*PASSAGE TO READ*:
## BEGIN

In the letter, Hudson wrote: “As leaders, we should be encouraging America’s youth to participate in our democracy and political process – not punishing and silencing them. These North Stanly students respectfully displayed a sign and took a picture. They did not cause a scene, participate in a protest or break any school code of conduct.”

While Tucker may downplay the “probation,” Hudson said he would like her to explain how exercising free speech rights violates the code of the North Carolina High School Athletic Association, or in her words “creates a negative athletic environment.”

It would have been debatable if the cheerleaders displayed a banner during halftime, Hudson said. But in this case they posed with a few other students outside of game time and the photo ended up on social media. The larger problem, he said, is the chilling effect this has on public discourse.

The “outrage culture,” Hudson said, should recognize there is little honest political discourse currently and to disagree politically could mean dismissal of each other as human beings.

“I hope that in these cases we can all just take a deep breath and realize that … we all have a right to express ourselves and we all ought to respect each other’s opinions even when they differ with our own,” Hudson said.

Starnes and Hudson agreed it’s harmful when students are used as “pawns” to make political statements, like in the case of the the Covington Catholic High School boys as well, and in the more recent situation at Lake Hamilton High School in Pearcy, Ark.

“It just doesn’t make any sense,” Hudson said. “Someone’s got an ax to grind that has a problem with Trump. And frankly these kids, like you say, are kind of caught in the middle.”

It’s also harmful when students believe they have done something wrong, and they haven’t, Starnes told Hudson. “This idea that there’s something wrong with you if you’re a Trump supporter. That idea needs to stop.”

Hudson agreed. Further, he urged young people to do even better than the adults.

“You have to have respect for each other’s opinions when you disagree politically, but get out there and test out your beliefs and support people,” Hudson said. “Get involved in the political system with people you believe in. … That’s what makes this country great.”

## END

*PROBLEMS TO WORK ON*:
**A.** In the cheerleader article, what does Hudson say is the larger problem in this case?
**B.** Echo the cheerleader article word for word, everything from "It would have" down to "on public discourse.".
The records below come from a separate source and are unconnected to the cheerleader article.

*ENTRIES SUPPLIED*:
## BEGIN

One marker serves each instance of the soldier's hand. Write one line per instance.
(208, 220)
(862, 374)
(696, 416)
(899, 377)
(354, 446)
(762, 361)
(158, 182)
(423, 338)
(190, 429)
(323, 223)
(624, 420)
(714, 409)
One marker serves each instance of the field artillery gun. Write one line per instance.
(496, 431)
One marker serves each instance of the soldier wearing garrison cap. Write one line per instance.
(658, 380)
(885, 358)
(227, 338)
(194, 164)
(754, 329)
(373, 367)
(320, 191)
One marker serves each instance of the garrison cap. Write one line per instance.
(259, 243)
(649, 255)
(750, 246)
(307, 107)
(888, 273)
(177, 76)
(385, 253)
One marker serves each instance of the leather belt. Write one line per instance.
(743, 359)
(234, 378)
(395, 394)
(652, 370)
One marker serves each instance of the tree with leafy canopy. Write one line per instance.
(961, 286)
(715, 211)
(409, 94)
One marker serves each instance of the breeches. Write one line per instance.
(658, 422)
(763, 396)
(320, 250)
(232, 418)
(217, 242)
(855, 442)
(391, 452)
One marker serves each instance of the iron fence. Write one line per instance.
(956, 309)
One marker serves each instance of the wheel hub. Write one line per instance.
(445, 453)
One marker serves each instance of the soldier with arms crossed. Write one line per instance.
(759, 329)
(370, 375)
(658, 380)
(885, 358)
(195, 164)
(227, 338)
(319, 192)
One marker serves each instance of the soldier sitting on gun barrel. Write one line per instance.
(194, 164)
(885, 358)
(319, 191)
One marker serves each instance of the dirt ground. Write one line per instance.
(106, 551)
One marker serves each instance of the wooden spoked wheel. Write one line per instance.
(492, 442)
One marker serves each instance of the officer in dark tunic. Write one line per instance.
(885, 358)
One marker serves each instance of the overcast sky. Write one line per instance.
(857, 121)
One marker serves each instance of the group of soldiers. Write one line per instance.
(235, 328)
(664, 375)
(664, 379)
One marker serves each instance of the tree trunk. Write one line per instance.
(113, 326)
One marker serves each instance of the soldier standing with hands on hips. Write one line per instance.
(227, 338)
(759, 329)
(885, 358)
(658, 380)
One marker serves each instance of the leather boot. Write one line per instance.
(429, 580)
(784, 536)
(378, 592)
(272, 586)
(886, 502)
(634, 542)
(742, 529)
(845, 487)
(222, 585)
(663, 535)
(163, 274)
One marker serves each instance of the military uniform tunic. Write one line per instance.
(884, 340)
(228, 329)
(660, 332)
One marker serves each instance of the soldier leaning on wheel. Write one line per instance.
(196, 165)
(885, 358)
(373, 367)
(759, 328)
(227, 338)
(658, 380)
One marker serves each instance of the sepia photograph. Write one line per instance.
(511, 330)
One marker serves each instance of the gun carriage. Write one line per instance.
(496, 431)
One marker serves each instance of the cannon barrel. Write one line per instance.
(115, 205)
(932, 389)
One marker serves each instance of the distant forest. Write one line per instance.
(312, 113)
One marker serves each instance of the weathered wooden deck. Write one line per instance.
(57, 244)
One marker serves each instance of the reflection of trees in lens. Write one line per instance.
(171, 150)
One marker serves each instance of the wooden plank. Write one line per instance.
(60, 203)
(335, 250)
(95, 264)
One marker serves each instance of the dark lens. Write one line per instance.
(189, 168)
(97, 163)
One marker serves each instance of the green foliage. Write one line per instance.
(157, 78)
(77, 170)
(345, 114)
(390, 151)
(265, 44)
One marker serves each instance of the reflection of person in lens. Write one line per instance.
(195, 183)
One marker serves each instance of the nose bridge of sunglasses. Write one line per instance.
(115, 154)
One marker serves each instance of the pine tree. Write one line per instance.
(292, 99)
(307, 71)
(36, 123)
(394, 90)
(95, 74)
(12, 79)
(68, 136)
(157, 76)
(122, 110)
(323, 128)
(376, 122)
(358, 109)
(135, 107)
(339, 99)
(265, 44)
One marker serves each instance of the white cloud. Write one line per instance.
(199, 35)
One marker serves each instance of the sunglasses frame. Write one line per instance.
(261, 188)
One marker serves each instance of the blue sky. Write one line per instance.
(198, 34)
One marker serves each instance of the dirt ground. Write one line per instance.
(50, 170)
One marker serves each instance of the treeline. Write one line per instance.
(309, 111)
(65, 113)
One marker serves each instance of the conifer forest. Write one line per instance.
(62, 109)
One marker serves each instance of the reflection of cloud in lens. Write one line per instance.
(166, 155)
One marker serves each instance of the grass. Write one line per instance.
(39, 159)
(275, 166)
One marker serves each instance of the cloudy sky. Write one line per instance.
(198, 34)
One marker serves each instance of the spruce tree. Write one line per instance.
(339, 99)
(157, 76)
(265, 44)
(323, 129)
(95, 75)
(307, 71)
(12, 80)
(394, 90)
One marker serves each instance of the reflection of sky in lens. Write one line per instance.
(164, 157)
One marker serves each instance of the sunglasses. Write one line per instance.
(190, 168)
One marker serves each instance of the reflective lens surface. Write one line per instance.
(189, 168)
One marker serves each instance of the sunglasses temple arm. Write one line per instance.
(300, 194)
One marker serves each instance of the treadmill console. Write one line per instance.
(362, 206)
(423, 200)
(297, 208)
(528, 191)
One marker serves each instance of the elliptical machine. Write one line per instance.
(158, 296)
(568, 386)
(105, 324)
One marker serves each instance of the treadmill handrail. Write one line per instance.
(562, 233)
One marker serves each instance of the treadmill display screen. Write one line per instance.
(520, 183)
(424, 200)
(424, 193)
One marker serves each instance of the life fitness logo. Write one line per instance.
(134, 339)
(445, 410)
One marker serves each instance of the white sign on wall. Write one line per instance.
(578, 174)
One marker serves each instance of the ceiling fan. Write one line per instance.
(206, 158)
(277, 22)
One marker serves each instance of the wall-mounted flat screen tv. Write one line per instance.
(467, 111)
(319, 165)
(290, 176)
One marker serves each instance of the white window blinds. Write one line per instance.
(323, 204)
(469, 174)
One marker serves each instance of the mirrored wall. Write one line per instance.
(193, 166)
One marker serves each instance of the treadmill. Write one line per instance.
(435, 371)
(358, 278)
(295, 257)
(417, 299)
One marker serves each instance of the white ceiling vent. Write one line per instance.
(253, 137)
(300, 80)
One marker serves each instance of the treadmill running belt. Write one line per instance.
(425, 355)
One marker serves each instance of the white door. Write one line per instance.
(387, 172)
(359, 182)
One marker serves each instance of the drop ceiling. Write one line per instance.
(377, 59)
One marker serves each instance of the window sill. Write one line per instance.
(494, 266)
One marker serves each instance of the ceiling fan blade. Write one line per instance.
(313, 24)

## END

*EXPECTED RESPONSES*:
**A.** The chilling effect it has on public discourse.

**B.**
It would have been debatable if the cheerleaders displayed a banner during halftime, Hudson said. But in this case they posed with a few other students outside of game time and the photo ended up on social media. The larger problem, he said, is the chilling effect this has on public discourse.